::: DATA SECTION
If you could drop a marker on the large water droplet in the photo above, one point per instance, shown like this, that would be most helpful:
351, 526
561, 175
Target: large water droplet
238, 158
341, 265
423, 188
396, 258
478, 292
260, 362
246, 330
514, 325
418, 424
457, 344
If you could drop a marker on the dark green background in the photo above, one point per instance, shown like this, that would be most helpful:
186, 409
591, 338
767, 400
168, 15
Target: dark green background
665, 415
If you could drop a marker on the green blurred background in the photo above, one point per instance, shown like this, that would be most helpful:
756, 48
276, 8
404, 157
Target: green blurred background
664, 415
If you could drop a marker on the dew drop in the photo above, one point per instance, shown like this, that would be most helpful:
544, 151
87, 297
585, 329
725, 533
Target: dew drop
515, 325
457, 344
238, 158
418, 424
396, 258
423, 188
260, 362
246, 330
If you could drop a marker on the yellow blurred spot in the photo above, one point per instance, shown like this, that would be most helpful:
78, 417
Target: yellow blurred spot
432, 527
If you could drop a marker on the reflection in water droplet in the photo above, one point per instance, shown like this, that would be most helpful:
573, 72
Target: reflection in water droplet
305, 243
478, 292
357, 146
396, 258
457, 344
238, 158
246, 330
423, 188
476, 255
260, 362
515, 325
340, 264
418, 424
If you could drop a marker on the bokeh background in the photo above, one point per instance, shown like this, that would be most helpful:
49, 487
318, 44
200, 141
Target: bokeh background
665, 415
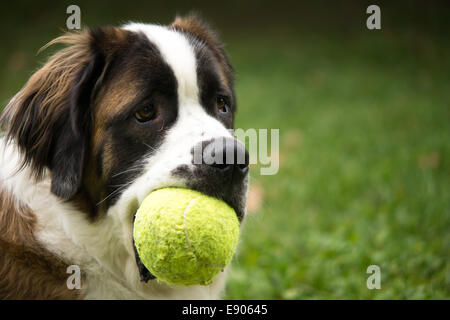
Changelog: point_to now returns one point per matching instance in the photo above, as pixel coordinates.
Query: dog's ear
(196, 27)
(50, 118)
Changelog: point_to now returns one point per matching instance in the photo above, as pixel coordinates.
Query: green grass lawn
(365, 160)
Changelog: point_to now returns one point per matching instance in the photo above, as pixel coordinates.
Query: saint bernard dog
(115, 114)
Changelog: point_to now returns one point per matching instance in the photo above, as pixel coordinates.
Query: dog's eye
(145, 114)
(222, 104)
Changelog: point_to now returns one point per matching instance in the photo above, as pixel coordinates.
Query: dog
(114, 115)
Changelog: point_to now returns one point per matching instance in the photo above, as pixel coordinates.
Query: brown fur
(27, 271)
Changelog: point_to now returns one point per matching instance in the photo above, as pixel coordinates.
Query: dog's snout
(226, 155)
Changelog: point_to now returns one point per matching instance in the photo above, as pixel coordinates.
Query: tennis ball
(184, 237)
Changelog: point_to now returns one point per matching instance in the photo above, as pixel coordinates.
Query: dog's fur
(75, 164)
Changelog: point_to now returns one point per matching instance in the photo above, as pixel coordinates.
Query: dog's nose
(229, 156)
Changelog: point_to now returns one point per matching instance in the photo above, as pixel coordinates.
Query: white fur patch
(104, 250)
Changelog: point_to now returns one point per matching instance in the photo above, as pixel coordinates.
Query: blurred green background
(364, 135)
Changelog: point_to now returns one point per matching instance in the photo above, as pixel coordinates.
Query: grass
(364, 176)
(365, 158)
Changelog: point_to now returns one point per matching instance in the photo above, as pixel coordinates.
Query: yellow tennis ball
(184, 237)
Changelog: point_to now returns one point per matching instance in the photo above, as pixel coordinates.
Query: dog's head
(121, 111)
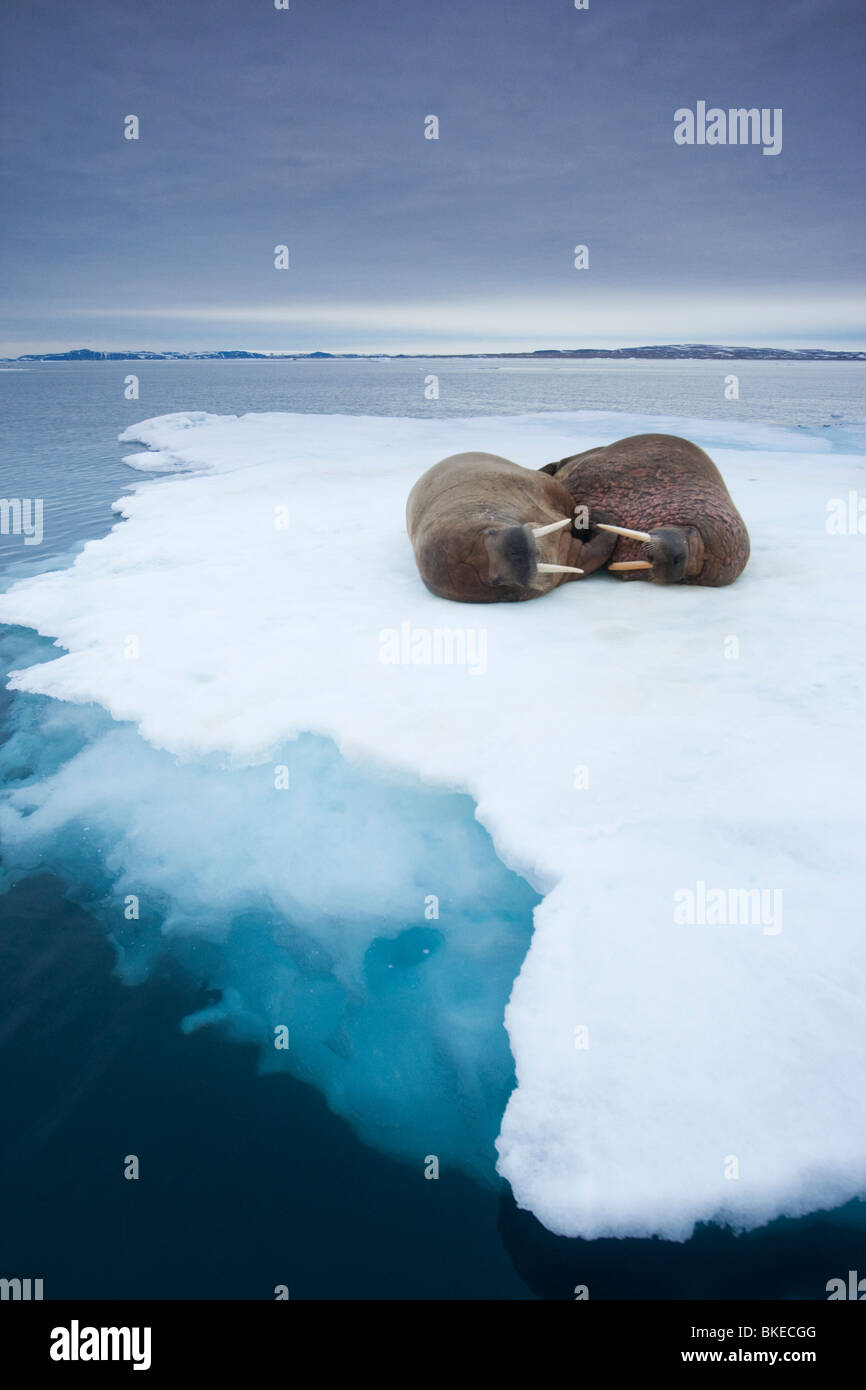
::::::
**WHAT NEEDS TO BE DONE**
Gather every line above that contains the word "large". Copy each of those lines in full.

**EXPECTED ANSWER**
If you could drop a marker on the large water droplet in the photo above, one point per instance, shown like this, that would be most helpful:
Target: large water droplet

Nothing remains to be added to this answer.